What is being asked — In the data below, swap every "sneaker" for "running shoe" and write the lines out again with nothing else changed. Leave the pictures out of your answer.

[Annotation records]
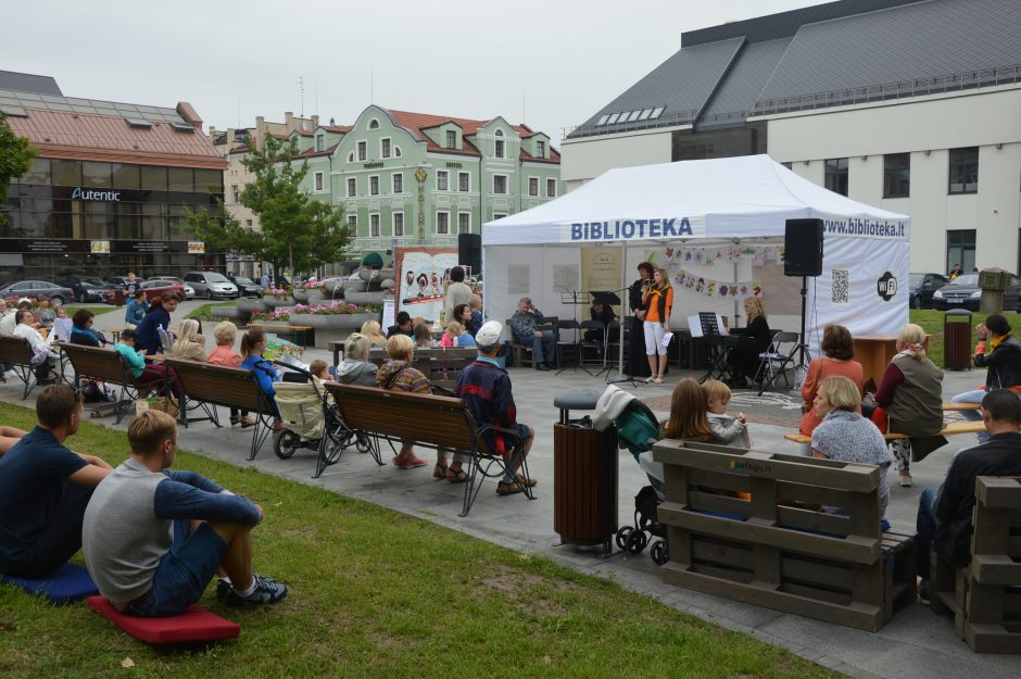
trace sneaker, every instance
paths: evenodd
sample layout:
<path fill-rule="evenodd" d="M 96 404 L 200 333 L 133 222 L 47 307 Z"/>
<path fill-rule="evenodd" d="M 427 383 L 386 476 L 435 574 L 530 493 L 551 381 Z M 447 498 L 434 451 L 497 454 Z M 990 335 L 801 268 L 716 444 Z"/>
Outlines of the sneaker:
<path fill-rule="evenodd" d="M 219 584 L 216 586 L 217 591 Z M 273 578 L 265 576 L 255 576 L 255 591 L 248 596 L 241 596 L 234 588 L 227 592 L 227 603 L 231 606 L 251 606 L 260 604 L 273 604 L 287 596 L 287 586 L 277 582 Z"/>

Output for this exercise —
trace running shoe, every instance
paths: evenodd
sample layout:
<path fill-rule="evenodd" d="M 96 404 L 200 333 L 133 222 L 47 307 Z"/>
<path fill-rule="evenodd" d="M 427 383 L 386 476 L 435 574 L 530 493 L 551 381 Z M 447 498 L 434 451 L 497 454 Z M 990 335 L 801 268 L 716 444 Z"/>
Outlines of the running shoe:
<path fill-rule="evenodd" d="M 219 584 L 216 586 L 217 591 Z M 273 578 L 265 576 L 255 576 L 255 591 L 248 596 L 241 596 L 234 588 L 227 592 L 227 603 L 231 606 L 251 606 L 260 604 L 273 604 L 287 596 L 287 586 L 277 582 Z"/>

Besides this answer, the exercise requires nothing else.